Dataset entries:
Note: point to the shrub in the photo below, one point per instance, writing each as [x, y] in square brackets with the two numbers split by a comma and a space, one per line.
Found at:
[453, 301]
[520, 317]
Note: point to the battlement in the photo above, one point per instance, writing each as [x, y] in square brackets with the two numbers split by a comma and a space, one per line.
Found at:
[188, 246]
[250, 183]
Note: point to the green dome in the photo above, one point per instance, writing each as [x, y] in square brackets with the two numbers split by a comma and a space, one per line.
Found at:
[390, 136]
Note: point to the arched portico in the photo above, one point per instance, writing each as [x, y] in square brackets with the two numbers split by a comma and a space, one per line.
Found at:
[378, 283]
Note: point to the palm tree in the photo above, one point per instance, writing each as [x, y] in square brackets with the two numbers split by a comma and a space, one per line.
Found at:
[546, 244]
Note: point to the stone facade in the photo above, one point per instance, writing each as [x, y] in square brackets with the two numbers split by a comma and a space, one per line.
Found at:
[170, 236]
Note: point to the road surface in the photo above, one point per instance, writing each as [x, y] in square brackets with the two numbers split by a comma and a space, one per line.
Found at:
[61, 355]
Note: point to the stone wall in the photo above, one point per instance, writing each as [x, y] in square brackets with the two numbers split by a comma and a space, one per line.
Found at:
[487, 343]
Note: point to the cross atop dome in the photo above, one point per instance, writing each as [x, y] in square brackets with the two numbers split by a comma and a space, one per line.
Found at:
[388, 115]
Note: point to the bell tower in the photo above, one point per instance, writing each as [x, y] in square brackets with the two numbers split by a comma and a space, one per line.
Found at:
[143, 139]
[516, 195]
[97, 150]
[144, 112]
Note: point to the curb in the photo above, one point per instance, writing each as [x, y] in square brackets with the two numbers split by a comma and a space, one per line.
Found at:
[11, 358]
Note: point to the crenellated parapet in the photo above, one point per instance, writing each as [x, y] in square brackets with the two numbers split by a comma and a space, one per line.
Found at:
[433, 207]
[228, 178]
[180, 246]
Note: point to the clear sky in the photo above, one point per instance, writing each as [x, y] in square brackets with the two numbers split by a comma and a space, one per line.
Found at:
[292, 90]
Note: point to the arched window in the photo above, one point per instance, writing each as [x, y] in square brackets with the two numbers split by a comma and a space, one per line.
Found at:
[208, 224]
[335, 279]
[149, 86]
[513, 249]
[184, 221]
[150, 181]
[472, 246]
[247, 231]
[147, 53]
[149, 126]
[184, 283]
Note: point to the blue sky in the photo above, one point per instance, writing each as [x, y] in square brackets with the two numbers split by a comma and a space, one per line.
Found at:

**Problem statement:** Please output every line of the items above as a Markdown table with the columns "Row" and "Item line", numbering the rows in order and leaving out blank lines.

**Response to this task:**
| Row | Item line |
|---|---|
| 1 | Note: point to the shrub in the photo below, one point per instance, writing each as [x, y] in square brackets with the two numbers split by a comma and a space, one per line. |
| 2 | Found at: |
| 3 | [453, 301] |
| 4 | [520, 317] |
| 5 | Note: point to the battlement in the photo above, one point per instance, writing each as [x, y] in square brackets with the two numbers split by a comma and a space, one per line. |
| 6 | Found at: |
| 7 | [188, 246] |
| 8 | [250, 183] |
| 9 | Note: point to the green dome in the photo above, one point per instance, writing each as [x, y] in square brackets with the two numbers split by a comma and a space, one per line. |
| 10 | Found at: |
| 11 | [390, 136] |
| 12 | Note: point to the arched portico in the photo above, one point per instance, writing each as [x, y] in square brackets with the two numbers split by a comma and a space, one per line. |
| 13 | Found at: |
| 14 | [378, 283] |
| 15 | Note: point to the palm tree in the photo above, one point per instance, writing each as [x, y] in square brackets with the two numbers split by a comma and a space, one per line. |
| 16 | Found at: |
| 17 | [546, 244] |
| 18 | Note: point to the stone facade in the photo above, one point per instance, writing each as [x, y] in square brackets with the two numbers split by a comma and a space, one per line. |
| 19 | Found at: |
| 20 | [170, 236] |
| 21 | Note: point to the road surface in the photo above, one point per instance, writing each as [x, y] in square brackets with the two numbers split by a comma and a space, one per line. |
| 22 | Found at: |
| 23 | [61, 355] |
| 24 | Note: point to the stone wall in the photo above, one point per instance, writing each as [x, y] in square brackets with the two numbers split by a comma and a space, one per line. |
| 25 | Found at: |
| 26 | [487, 343] |
| 27 | Note: point to the cross atop dome in the photo above, one point per instance, writing each as [x, y] in square brackets with the two numbers split by a comma and a space, one per line. |
| 28 | Found at: |
| 29 | [388, 115] |
| 30 | Note: point to the bell tower in the photo above, one point per instance, writing each as [x, y] in square brackets with the two numbers split by a comma and a space, one per line. |
| 31 | Found at: |
| 32 | [143, 139] |
| 33 | [516, 195] |
| 34 | [97, 150] |
| 35 | [144, 112] |
| 36 | Note: point to the curb in the photo above, one point per instance, writing each as [x, y] in square brackets with the two numbers split by a comma and a space, one per line. |
| 37 | Found at: |
| 38 | [11, 358] |
| 39 | Note: point to the crenellated parapet in the photo above, one point per instance, writing each as [x, y] in square brackets with the two numbers split by a comma and a space, one per line. |
| 40 | Found at: |
| 41 | [433, 207] |
| 42 | [228, 178] |
| 43 | [180, 246] |
| 44 | Note: point to the clear sky in the photo above, one point per instance, writing each as [x, y] in square brackets with the two numbers split by a comma and a space, one per line. |
| 45 | Found at: |
| 46 | [292, 90] |
| 47 | Note: point to the arched window in the photo above, one point per instance, writing each as [x, y] in square brackets with the two numbers split by a comma and a space, one per line. |
| 48 | Found at: |
| 49 | [208, 224] |
| 50 | [335, 279] |
| 51 | [149, 86] |
| 52 | [513, 249] |
| 53 | [184, 221] |
| 54 | [150, 181] |
| 55 | [472, 246] |
| 56 | [247, 231] |
| 57 | [147, 53] |
| 58 | [149, 126] |
| 59 | [184, 283] |
| 60 | Note: point to the blue sky in the photo above, one point per instance, writing each as [x, y] in square brackets with the two numbers split by a comma and a space, one per line. |
| 61 | Found at: |